**STORED RECORDS**:
»»
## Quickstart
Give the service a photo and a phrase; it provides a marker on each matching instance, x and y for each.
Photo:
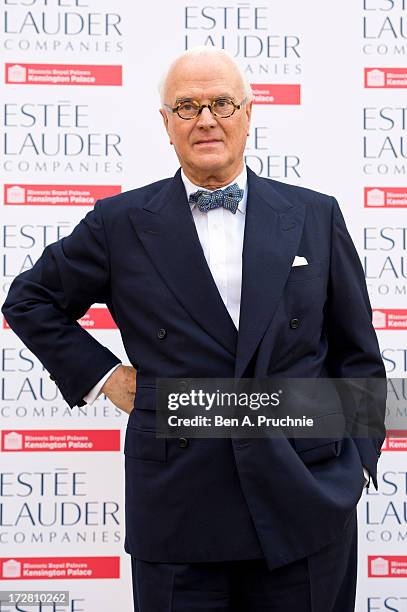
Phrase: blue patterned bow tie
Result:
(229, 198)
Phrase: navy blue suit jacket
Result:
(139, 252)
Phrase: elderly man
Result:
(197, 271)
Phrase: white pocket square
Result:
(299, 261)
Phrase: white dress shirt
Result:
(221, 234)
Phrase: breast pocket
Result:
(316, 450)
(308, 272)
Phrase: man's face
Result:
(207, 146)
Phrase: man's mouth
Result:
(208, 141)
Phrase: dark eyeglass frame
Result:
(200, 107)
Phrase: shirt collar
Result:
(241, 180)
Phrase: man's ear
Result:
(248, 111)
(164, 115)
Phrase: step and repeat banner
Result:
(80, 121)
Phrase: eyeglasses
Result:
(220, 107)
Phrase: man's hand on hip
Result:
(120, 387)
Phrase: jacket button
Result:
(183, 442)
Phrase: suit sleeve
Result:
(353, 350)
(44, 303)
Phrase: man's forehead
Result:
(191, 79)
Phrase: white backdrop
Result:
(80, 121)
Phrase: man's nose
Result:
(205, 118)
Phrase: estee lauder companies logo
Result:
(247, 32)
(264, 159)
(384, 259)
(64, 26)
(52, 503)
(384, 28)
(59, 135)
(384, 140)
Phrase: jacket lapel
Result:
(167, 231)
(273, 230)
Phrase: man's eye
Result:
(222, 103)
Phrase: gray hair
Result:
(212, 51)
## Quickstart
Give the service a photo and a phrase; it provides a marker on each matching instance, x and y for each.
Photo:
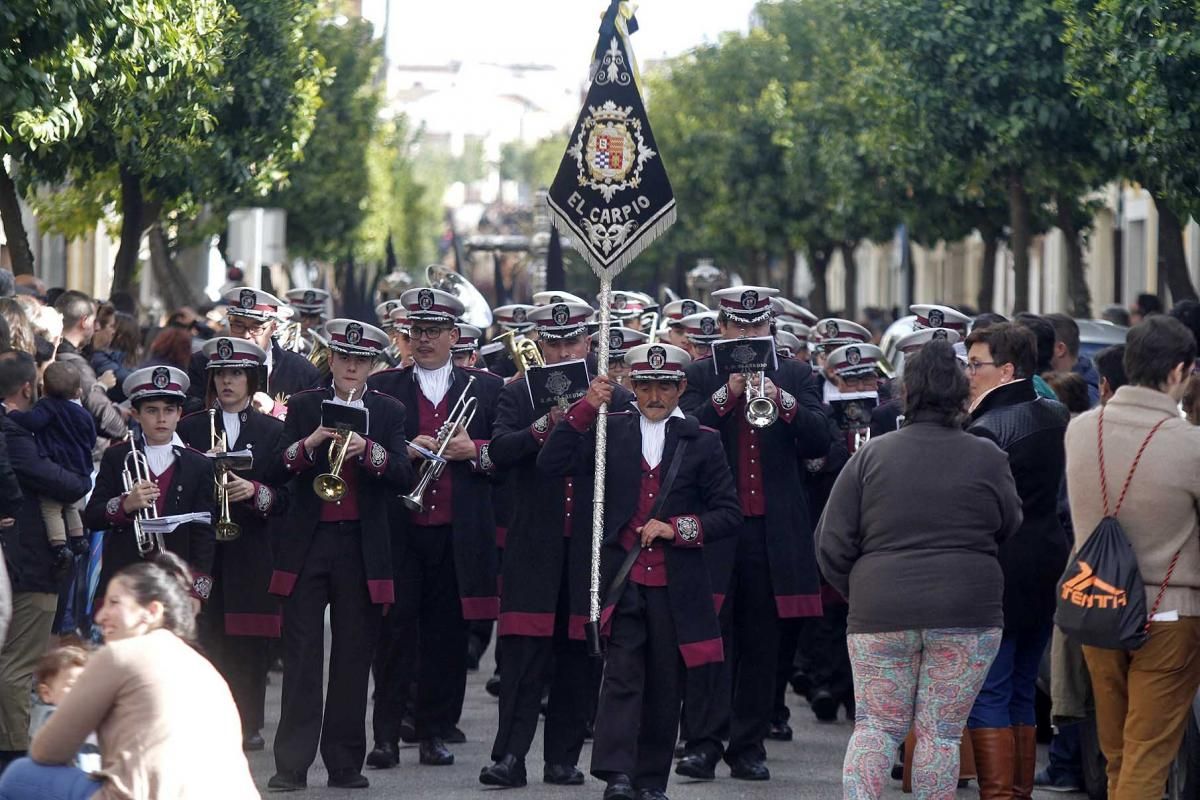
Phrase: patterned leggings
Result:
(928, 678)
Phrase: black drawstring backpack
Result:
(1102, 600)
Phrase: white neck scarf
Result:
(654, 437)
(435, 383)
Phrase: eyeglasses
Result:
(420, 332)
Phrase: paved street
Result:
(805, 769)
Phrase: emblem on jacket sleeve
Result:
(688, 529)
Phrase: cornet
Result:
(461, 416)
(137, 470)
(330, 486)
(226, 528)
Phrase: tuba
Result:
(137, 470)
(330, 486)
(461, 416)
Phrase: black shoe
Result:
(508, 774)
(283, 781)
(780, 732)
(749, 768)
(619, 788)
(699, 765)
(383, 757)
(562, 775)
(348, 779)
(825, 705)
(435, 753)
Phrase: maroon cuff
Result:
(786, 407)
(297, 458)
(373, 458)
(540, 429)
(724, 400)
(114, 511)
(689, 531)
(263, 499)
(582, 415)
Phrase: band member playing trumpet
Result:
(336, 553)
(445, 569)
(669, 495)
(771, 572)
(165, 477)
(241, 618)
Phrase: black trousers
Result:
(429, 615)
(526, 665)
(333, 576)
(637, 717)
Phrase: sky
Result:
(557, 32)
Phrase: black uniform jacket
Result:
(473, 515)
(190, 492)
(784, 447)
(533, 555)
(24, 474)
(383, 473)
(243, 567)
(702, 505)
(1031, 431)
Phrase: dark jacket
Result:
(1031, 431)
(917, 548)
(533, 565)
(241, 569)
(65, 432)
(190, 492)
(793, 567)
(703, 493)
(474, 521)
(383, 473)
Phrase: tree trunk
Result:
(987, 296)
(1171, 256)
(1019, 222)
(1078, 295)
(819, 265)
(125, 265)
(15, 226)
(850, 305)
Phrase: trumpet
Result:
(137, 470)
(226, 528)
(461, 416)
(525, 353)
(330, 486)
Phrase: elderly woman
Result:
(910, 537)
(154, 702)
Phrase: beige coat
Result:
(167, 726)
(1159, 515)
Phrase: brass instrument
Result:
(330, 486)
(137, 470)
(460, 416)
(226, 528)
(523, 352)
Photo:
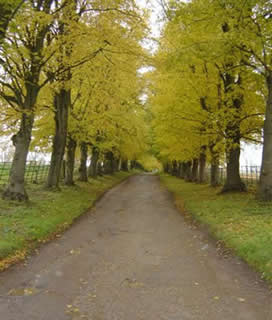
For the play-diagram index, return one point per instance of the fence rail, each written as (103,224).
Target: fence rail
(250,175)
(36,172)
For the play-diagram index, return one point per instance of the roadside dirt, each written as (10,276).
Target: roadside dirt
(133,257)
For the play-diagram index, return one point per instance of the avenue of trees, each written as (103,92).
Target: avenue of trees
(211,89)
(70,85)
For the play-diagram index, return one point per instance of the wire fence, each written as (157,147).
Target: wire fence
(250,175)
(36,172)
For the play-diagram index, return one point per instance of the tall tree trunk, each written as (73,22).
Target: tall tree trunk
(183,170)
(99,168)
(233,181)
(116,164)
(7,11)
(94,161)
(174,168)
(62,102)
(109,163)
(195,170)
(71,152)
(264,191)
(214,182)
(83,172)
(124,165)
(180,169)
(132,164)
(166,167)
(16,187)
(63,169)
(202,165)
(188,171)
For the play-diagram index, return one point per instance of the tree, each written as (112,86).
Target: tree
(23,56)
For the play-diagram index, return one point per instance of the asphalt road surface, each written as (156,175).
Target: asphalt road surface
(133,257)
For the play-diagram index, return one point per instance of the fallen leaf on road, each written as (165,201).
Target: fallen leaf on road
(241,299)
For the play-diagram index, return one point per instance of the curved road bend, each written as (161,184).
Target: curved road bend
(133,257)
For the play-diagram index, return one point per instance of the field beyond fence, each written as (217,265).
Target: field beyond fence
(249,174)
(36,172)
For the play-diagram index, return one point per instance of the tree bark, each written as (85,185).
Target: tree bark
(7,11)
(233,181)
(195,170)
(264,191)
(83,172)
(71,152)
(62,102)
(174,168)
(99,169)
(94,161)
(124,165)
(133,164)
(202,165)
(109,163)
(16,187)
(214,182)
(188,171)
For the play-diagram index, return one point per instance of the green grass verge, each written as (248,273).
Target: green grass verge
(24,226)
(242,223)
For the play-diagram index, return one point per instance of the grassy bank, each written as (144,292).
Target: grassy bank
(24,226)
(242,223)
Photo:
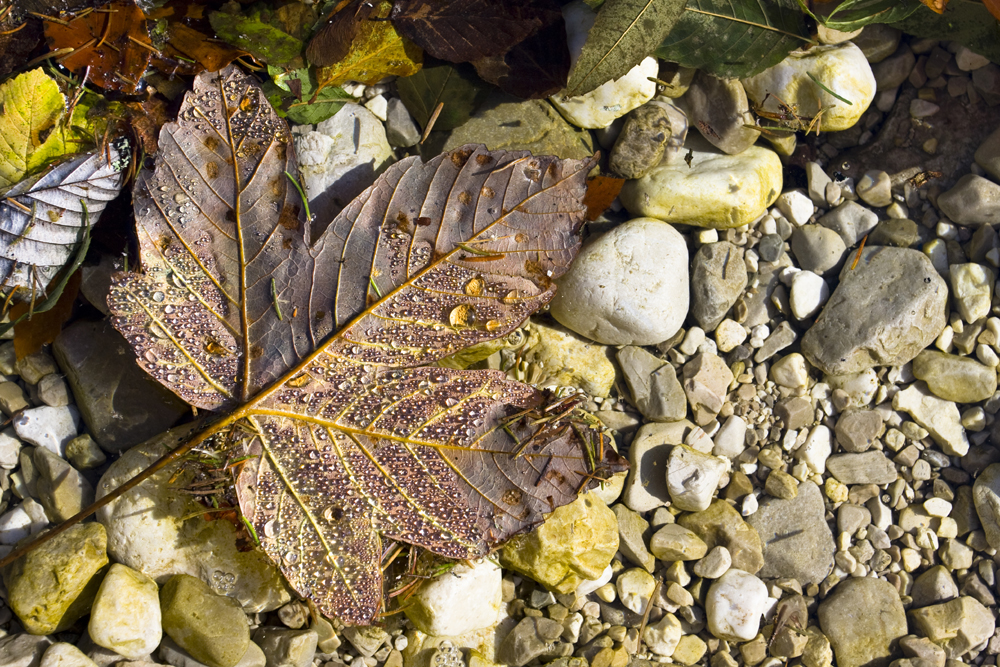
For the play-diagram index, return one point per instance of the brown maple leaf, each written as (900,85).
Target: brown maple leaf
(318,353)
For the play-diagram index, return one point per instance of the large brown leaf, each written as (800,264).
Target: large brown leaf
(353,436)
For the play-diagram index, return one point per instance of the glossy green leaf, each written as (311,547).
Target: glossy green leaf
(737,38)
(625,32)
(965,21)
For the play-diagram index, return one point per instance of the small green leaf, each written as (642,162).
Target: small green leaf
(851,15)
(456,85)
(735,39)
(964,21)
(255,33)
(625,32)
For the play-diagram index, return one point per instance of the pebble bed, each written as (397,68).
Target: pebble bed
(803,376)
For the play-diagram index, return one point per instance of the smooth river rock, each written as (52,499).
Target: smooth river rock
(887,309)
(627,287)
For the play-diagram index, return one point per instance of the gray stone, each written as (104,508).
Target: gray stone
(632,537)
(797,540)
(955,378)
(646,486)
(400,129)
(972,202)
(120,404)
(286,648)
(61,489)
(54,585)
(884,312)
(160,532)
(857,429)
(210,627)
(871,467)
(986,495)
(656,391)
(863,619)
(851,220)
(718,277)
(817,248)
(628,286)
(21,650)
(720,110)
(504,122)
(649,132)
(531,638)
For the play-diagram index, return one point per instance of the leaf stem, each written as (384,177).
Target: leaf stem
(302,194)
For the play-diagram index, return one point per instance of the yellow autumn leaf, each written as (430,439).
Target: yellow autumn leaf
««
»»
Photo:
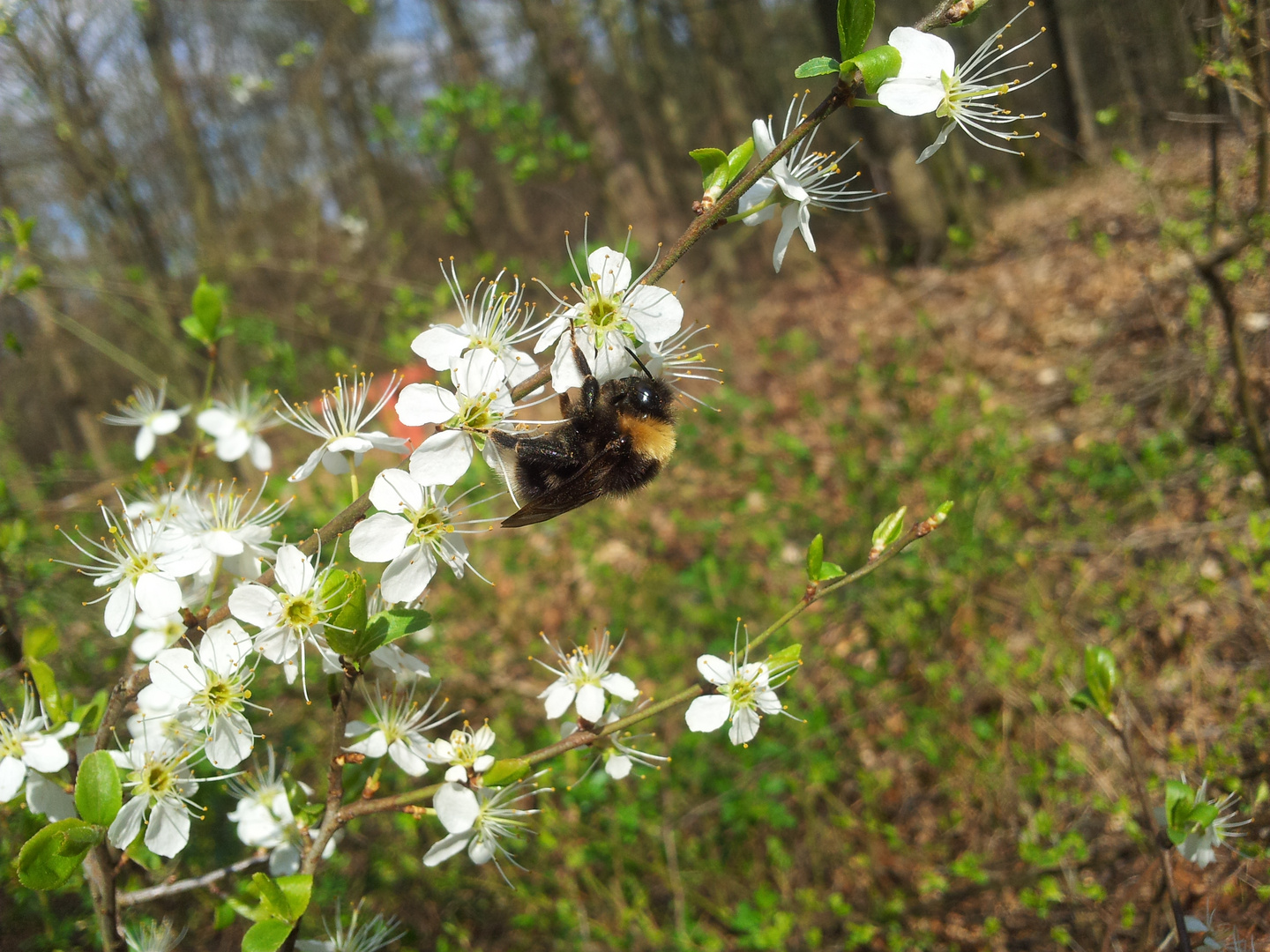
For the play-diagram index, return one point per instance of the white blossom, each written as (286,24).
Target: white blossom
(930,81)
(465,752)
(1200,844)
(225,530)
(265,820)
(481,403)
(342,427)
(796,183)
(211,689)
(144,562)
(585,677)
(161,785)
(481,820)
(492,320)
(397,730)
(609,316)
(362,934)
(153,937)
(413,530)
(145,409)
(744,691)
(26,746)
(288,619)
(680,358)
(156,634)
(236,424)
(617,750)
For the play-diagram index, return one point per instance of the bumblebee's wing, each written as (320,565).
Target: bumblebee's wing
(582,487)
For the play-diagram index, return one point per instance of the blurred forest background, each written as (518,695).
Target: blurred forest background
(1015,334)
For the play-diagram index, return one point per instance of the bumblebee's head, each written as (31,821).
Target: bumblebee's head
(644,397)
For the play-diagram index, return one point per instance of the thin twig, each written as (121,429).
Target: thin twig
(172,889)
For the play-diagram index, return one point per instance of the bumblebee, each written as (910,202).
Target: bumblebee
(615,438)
««
**JOB**:
Update the lines from the one holding "written as (144,292)." through the one holding "Target: yellow autumn leaf", inclusive, by replacing "play-diagram index" with "figure index" and changing nothing else. Leave the pictures out of your answer.

**EXERCISE ANSWER**:
For the figure index, return one point per instance of the grassy bank, each written as (144,292).
Target: grassy bank
(24,226)
(242,223)
Photo:
For the figure index, return one point per instance of the brown maple leaf, each written as (900,85).
Target: brown maple leaf
(318,353)
For the figure index, return one point per instance of the large brown leaf, each written as (800,264).
Target: large brown leaf
(353,436)
For the figure index, return one point per instance of the glossy green leaf, each written as (311,547).
Target: glossy green leaf
(737,38)
(625,32)
(965,21)
For the figure index, return one point per instance of the small green leaf, each written as (642,162).
Target: small green leaf
(851,15)
(456,85)
(735,39)
(964,21)
(255,33)
(625,32)
For the figure index, return one point per instance of the pebble bed, each written as (397,68).
Target: pebble bed
(803,376)
For the figure index, return one point per instance of the smooth river rock, each written as (52,499).
Target: smooth river rock
(887,309)
(627,287)
For the figure index, return one point per instance of the gray stone, each written as (104,508).
Target: gray stone
(632,537)
(797,540)
(955,378)
(646,486)
(400,129)
(972,202)
(120,404)
(286,648)
(61,489)
(54,585)
(884,312)
(160,532)
(857,429)
(210,627)
(871,467)
(986,495)
(656,391)
(863,619)
(851,220)
(718,277)
(817,248)
(628,286)
(21,650)
(720,110)
(504,122)
(649,132)
(531,638)
For the figure index, return one point per instance of the leaf stem, each written as (384,177).
Target: leaf stem
(302,194)
For the figure index, return one point per instance of the yellow autumn leaf, each written as (430,439).
Target: yellow autumn leaf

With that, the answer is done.